TASK BRIEF
Output the full listing word for word.

------

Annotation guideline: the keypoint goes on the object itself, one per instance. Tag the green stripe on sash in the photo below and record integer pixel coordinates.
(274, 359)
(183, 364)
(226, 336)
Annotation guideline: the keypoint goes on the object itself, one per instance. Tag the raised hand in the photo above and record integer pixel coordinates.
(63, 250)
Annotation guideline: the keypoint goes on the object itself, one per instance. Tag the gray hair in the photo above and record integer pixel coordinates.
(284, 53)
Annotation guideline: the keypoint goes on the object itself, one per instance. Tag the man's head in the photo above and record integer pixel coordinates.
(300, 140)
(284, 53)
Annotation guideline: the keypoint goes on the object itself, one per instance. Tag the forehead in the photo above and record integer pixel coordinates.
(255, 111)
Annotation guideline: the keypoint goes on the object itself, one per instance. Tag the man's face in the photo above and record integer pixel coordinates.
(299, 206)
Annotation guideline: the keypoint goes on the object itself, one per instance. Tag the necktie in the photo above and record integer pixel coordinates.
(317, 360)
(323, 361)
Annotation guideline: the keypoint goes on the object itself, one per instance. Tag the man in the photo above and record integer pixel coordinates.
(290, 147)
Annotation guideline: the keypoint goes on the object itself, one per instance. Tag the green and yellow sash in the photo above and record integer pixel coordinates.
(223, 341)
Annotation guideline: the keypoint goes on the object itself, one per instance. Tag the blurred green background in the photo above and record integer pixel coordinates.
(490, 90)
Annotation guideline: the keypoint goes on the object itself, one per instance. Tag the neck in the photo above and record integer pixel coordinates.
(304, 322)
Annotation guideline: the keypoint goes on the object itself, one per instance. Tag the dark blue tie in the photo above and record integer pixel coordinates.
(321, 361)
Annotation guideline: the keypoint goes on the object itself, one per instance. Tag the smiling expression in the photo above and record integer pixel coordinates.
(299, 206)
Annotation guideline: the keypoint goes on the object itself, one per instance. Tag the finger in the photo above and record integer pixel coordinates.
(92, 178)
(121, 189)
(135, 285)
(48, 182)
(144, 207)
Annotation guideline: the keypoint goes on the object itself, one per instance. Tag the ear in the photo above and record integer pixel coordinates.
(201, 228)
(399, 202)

------

IN RESPONSE
Annotation guideline: the keypoint goes on the object itself, one per instance. Tag the green stripe on sash in the photo below and record integer pixel coordinates.
(274, 359)
(183, 364)
(226, 336)
Annotation guideline: the keypoint goes on the object itself, one per instance. Tag the raised hand in the photo above and record integer pixel coordinates.
(63, 250)
Annotation guideline: the keypoint goes on the object itself, one per instance. Tag the gray hair in the photo above and record integer pixel coordinates.
(284, 53)
Annotation guideline: the keypoint goes on the object itself, one per instance. Tag the man's head in the photo above and record integer pixel coordinates.
(300, 140)
(284, 53)
Annotation guideline: the keypoint goes on the object itself, one per instance. Tag the forehead in the photo above and record integer pixel coordinates.
(255, 111)
Annotation guideline: the keypoint goes on the object itself, one per instance. Tag the man's face in the photo above and record integer pixel coordinates.
(299, 206)
Annotation guideline: the keypoint goes on the object itself, one per instance. Tag the necktie in the photo above and record integer pixel coordinates.
(317, 360)
(323, 361)
Annotation guideline: the keypoint goes on the object itself, one per instance. Tag the man in the photo above and record integer pixel coordinates.
(290, 147)
Annotation guideline: the keypoint goes on the object itself, one per instance. Tag the green and yellow sash in the photo above and record integer pixel coordinates.
(223, 341)
Annotation guideline: the keypoint goes on the object itself, one per instance. Tag the blurred green background in the photo above and record integer pixel coordinates.
(490, 90)
Annotation guideline: the keypoint goes on the object itself, one per instance. Tag the neck in the photo above and record integer pixel coordinates.
(304, 322)
Annotation guideline: the keypoint goes on the object itself, one per instance. Tag the dark blue tie in the photo above and record integer pixel coordinates.
(321, 361)
Annotation guideline: the keypoint goes on the object itself, one per instance. Tag the smiling expression in the photo above and record integer pixel coordinates.
(299, 206)
Annotation guideline: the keypoint goes on the object itself, one per instance. Tag the finger in the photo above and record integer pixel coordinates.
(92, 178)
(121, 189)
(135, 285)
(48, 182)
(144, 207)
Annotation guideline: the keypoint goes on the object itself, one per instance. Tag the ear in the photo above and record integer pixel coordinates.
(201, 228)
(399, 202)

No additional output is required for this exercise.